─── Study material ───

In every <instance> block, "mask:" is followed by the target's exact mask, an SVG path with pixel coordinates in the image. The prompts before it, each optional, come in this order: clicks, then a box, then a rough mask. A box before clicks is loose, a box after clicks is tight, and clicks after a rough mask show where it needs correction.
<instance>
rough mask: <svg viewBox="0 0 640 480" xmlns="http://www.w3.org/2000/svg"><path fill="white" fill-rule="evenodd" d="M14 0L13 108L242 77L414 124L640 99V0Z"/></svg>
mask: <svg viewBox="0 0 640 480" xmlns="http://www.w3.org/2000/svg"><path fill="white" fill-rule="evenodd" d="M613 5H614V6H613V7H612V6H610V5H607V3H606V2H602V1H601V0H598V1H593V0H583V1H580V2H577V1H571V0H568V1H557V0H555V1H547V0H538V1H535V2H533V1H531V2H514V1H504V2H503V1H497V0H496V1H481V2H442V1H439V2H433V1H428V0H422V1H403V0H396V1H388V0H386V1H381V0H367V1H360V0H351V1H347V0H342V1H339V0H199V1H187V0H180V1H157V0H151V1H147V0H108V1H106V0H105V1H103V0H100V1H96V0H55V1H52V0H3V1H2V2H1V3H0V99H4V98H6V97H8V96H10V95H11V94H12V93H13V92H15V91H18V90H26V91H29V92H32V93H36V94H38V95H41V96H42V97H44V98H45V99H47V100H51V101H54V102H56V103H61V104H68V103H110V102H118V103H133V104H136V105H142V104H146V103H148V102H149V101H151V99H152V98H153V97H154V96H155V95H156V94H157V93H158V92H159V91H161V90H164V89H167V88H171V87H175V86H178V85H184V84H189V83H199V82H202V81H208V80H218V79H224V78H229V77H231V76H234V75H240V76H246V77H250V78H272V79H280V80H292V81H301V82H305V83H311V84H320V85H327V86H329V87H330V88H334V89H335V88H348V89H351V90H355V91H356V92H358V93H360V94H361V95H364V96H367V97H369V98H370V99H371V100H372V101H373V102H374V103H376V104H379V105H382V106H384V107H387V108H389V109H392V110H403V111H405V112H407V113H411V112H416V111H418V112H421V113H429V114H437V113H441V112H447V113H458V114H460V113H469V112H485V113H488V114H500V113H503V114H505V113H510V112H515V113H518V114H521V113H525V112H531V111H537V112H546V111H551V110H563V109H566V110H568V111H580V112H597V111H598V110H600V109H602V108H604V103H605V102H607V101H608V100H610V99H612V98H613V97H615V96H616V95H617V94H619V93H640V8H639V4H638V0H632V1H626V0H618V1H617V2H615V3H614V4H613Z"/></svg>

───
─── Study material ───

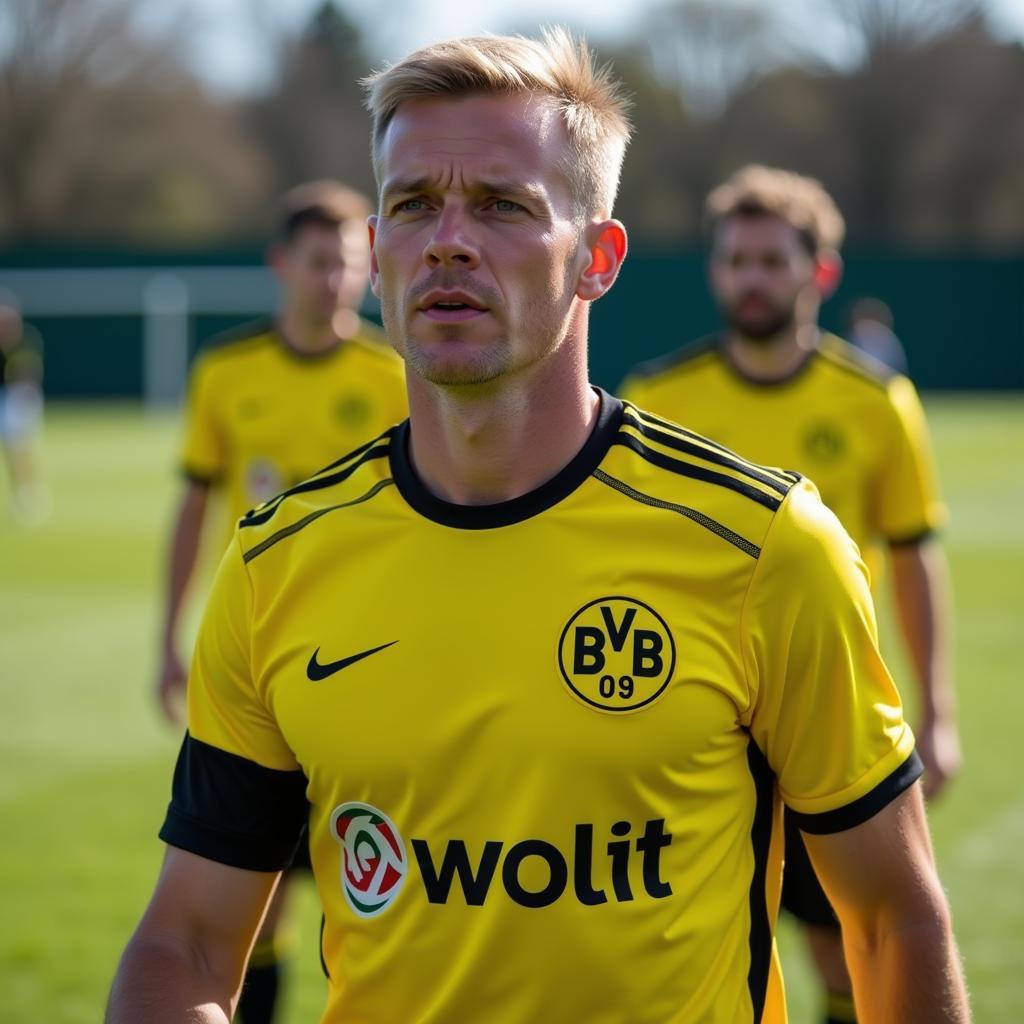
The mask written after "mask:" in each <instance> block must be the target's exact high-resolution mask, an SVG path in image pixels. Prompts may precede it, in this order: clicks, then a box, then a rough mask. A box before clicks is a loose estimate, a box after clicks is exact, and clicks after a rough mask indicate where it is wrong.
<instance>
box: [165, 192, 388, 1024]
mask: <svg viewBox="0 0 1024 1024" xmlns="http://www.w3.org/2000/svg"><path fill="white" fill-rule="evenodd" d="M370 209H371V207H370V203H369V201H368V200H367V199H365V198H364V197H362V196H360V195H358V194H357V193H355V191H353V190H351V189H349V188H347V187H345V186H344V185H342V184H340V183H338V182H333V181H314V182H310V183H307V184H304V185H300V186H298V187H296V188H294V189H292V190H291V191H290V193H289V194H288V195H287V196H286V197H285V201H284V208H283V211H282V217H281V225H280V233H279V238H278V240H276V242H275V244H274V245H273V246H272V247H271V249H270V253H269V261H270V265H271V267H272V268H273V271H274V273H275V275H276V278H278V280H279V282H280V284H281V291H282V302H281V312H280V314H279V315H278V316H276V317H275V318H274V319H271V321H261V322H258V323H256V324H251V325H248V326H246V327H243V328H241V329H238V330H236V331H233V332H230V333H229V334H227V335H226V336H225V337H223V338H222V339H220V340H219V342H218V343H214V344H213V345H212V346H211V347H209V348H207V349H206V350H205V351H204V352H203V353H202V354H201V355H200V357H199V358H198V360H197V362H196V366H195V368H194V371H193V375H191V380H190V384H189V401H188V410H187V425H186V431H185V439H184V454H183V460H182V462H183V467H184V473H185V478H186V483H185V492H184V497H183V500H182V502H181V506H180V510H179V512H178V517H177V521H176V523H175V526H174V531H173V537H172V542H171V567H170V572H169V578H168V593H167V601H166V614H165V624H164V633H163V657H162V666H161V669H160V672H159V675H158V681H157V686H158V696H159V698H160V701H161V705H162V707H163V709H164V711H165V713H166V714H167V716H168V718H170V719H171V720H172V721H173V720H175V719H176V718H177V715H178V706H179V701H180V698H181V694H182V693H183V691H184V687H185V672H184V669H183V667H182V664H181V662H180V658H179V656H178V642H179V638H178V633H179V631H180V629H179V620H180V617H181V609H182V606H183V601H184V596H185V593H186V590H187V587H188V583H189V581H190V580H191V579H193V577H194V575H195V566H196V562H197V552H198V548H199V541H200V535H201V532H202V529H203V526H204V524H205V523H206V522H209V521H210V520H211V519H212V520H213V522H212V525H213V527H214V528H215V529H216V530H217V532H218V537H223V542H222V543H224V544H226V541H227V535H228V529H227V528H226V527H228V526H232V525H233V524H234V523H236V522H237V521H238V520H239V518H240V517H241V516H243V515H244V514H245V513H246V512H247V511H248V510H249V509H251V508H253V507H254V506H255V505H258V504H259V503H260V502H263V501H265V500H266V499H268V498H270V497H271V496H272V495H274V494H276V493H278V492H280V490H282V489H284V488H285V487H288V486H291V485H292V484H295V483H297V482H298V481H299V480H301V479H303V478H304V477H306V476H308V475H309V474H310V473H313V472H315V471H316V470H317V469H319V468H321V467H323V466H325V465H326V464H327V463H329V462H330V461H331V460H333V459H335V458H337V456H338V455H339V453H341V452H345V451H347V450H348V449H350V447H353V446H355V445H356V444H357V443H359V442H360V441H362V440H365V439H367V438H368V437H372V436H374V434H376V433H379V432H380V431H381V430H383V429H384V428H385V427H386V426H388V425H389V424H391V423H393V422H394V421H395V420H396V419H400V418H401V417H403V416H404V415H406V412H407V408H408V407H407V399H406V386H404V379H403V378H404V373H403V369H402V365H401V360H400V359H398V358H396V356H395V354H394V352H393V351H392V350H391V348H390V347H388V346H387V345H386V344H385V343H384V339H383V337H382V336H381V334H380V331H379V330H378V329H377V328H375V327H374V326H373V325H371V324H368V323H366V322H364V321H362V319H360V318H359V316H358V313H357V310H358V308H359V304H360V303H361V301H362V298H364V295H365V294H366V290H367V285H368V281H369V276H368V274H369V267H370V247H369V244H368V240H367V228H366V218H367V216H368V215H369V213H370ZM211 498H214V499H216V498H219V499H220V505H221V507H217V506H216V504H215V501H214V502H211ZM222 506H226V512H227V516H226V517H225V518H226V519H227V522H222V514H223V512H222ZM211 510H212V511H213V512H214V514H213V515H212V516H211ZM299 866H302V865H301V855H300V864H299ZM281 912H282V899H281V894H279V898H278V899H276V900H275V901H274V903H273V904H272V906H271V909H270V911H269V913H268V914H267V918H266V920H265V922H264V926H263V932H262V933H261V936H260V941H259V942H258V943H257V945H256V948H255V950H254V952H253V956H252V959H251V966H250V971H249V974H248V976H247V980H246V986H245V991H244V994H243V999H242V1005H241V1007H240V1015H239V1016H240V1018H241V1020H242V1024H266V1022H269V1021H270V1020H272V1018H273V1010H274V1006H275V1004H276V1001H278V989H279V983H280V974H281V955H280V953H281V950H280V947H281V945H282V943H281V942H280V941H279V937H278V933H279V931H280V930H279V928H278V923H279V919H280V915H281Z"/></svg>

───

Activity :: In the part of the material that opens with the line containing "In every <instance>" and closes with the line containing "rough mask: <svg", switch "correction" to "repair". Give only those lines again, with nothing else changed.

Exercise solution ::
In every <instance> block, "mask:" is followed by the target's exact mask, an SVG path with pixel coordinates in the image. The prompts before it, each optional, come in this order: clicks, then a box, then a rough mask. A box before clicks is loose, a box after clicks is tight, and clicks after a rough mask show where it needs repair.
<instance>
rough mask: <svg viewBox="0 0 640 480" xmlns="http://www.w3.org/2000/svg"><path fill="white" fill-rule="evenodd" d="M14 0L13 108L242 77L414 124L640 99V0Z"/></svg>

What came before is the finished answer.